= Beginning of Section =

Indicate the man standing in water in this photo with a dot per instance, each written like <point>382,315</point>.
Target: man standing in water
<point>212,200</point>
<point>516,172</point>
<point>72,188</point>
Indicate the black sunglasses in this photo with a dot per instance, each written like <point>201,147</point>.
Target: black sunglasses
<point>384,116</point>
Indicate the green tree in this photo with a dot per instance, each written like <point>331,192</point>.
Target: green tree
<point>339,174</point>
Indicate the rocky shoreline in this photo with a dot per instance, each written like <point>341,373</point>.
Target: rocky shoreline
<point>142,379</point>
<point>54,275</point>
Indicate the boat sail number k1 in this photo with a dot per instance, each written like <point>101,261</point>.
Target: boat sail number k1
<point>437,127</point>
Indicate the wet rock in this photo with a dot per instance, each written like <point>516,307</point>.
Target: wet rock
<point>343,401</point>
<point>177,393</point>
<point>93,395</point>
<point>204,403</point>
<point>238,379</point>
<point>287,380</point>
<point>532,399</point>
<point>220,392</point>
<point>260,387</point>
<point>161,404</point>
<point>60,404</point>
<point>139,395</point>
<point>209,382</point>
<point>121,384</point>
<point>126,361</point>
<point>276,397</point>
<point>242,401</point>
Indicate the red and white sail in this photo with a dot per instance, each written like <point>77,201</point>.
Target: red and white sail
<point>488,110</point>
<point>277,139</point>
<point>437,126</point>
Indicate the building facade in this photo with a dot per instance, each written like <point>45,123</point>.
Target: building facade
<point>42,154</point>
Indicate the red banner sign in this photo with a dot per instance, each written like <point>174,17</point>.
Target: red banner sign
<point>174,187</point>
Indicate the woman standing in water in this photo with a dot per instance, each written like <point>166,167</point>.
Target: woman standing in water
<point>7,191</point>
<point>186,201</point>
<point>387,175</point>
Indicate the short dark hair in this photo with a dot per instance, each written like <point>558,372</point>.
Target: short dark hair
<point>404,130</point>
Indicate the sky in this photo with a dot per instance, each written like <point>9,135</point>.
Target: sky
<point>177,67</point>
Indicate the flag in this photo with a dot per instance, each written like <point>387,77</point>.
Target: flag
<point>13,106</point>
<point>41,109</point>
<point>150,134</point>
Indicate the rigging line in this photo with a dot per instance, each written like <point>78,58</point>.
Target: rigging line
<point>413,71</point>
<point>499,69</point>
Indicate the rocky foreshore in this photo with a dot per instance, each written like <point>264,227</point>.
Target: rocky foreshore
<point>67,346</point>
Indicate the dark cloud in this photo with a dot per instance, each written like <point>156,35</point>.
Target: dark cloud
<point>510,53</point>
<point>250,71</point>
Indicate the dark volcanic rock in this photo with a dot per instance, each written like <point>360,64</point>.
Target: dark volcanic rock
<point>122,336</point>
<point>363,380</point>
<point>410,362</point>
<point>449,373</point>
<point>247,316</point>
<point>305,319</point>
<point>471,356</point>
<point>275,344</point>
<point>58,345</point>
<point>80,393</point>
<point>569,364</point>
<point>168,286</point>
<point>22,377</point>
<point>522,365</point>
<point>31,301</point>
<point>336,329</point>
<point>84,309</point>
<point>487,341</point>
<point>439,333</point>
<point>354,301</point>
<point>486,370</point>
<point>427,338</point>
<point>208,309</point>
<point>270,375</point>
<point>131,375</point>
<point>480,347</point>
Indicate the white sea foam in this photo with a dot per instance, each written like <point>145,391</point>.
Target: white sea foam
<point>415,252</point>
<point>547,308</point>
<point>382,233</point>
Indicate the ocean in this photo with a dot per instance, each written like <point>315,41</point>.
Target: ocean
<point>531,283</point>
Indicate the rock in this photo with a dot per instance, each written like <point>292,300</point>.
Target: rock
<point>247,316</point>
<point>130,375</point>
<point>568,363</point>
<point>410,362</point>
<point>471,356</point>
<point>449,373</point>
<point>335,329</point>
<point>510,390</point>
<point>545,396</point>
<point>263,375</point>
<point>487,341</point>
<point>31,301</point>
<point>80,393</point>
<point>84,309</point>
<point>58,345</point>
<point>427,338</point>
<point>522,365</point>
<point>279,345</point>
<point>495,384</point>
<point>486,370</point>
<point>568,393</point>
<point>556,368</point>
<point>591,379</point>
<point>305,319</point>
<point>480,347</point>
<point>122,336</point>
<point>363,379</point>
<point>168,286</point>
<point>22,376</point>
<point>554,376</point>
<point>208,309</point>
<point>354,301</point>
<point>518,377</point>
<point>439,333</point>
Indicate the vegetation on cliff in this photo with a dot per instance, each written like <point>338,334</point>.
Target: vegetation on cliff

= End of Section =

All records are to be retyped exactly. None may be omitted.

Indicate the man standing in water in this photo with a dot per instance, each written like <point>382,315</point>.
Target: man standing in water
<point>212,200</point>
<point>516,172</point>
<point>72,188</point>
Indicate the black sunglasses in this photo with a dot per instance, each written like <point>201,147</point>.
Target: black sunglasses
<point>384,116</point>
Indicate the green tree in this photo with a dot per instance, each written like <point>331,192</point>.
Target: green tree
<point>339,174</point>
Indicate the rocky shoreline in this photo with a dot per instance, each written like <point>341,373</point>.
Target: rocky shoreline
<point>142,379</point>
<point>54,275</point>
Indicate the boat sail number k1 in this photo with a dot per instance, each written like <point>101,261</point>.
Target: boat sail number k1
<point>437,127</point>
Indicate the wet rock in this photo with a dot per instance, each written like <point>516,307</point>.
Target: wet rock
<point>343,401</point>
<point>177,393</point>
<point>93,395</point>
<point>204,403</point>
<point>238,379</point>
<point>287,380</point>
<point>532,399</point>
<point>220,392</point>
<point>260,387</point>
<point>161,404</point>
<point>60,404</point>
<point>139,395</point>
<point>209,382</point>
<point>121,384</point>
<point>126,361</point>
<point>276,397</point>
<point>242,401</point>
Indicate the red and white sail in this photo with a dot per instance, each written like <point>77,201</point>.
Target: red and white sail
<point>488,110</point>
<point>277,139</point>
<point>437,126</point>
Indicate the building facade in this photo with a dot per instance, each written like <point>45,123</point>.
Target: building facade
<point>42,154</point>
Indicate the red banner sign in this photo with a dot per instance, each written like <point>174,17</point>.
Target: red banner sign
<point>174,187</point>
Indicate the woman standing in water in this photo with a dot per instance, each written like <point>166,167</point>.
Target: woman standing in water
<point>7,191</point>
<point>186,201</point>
<point>387,175</point>
Indicate the short dark hair in this photo with a dot per instance, each written like <point>558,372</point>.
Target: short dark hair
<point>404,130</point>
Indicate the sky in this photo with a dot per instance, each written like <point>9,135</point>.
Target: sky
<point>177,67</point>
Indicate the flag in this photo with a dot per instance, each written like <point>387,77</point>.
Target: flag
<point>13,106</point>
<point>41,109</point>
<point>150,134</point>
Indicate the rigging line in this photo with a dot per instance, each written like <point>78,58</point>.
Target: rigging line
<point>413,71</point>
<point>499,69</point>
Indicate the rocky foreshore in this photo with a dot per instance, each written like <point>264,227</point>.
Target: rocky foreshore
<point>67,346</point>
Indicate the dark cloud in this photo with a dot per instance, each written like <point>156,35</point>.
Target: dark cloud
<point>510,53</point>
<point>250,71</point>
Indicate the dark volcanic rock in this photo with a dot per instance, each written like <point>360,64</point>.
Target: dark volcanic rock
<point>122,336</point>
<point>363,380</point>
<point>410,362</point>
<point>449,373</point>
<point>247,316</point>
<point>305,319</point>
<point>471,356</point>
<point>275,344</point>
<point>58,345</point>
<point>80,393</point>
<point>569,364</point>
<point>168,286</point>
<point>22,377</point>
<point>522,365</point>
<point>31,301</point>
<point>336,329</point>
<point>84,309</point>
<point>487,341</point>
<point>439,333</point>
<point>354,301</point>
<point>486,370</point>
<point>427,338</point>
<point>208,309</point>
<point>270,375</point>
<point>131,375</point>
<point>480,347</point>
Indicate the white sea foam in this photo with a dot per instance, each written like <point>145,391</point>.
Target: white sea foam
<point>415,252</point>
<point>547,308</point>
<point>382,233</point>
Indicate the ocean in this photo with a dot per instance, each written like <point>315,41</point>.
Target: ocean
<point>531,283</point>
Indicate the rock in this photo with a dot per instance, each written like <point>292,300</point>.
Target: rock
<point>247,316</point>
<point>130,375</point>
<point>568,363</point>
<point>410,362</point>
<point>471,356</point>
<point>449,373</point>
<point>335,329</point>
<point>510,390</point>
<point>545,396</point>
<point>263,375</point>
<point>487,341</point>
<point>31,301</point>
<point>80,393</point>
<point>84,309</point>
<point>58,345</point>
<point>427,338</point>
<point>522,365</point>
<point>279,345</point>
<point>495,384</point>
<point>486,370</point>
<point>568,393</point>
<point>556,368</point>
<point>591,379</point>
<point>305,319</point>
<point>480,347</point>
<point>122,336</point>
<point>363,379</point>
<point>168,286</point>
<point>22,376</point>
<point>554,376</point>
<point>208,309</point>
<point>354,301</point>
<point>518,377</point>
<point>439,333</point>
Indicate the vegetation on cliff in this photo with a dot per instance, each written like <point>338,334</point>.
Target: vegetation on cliff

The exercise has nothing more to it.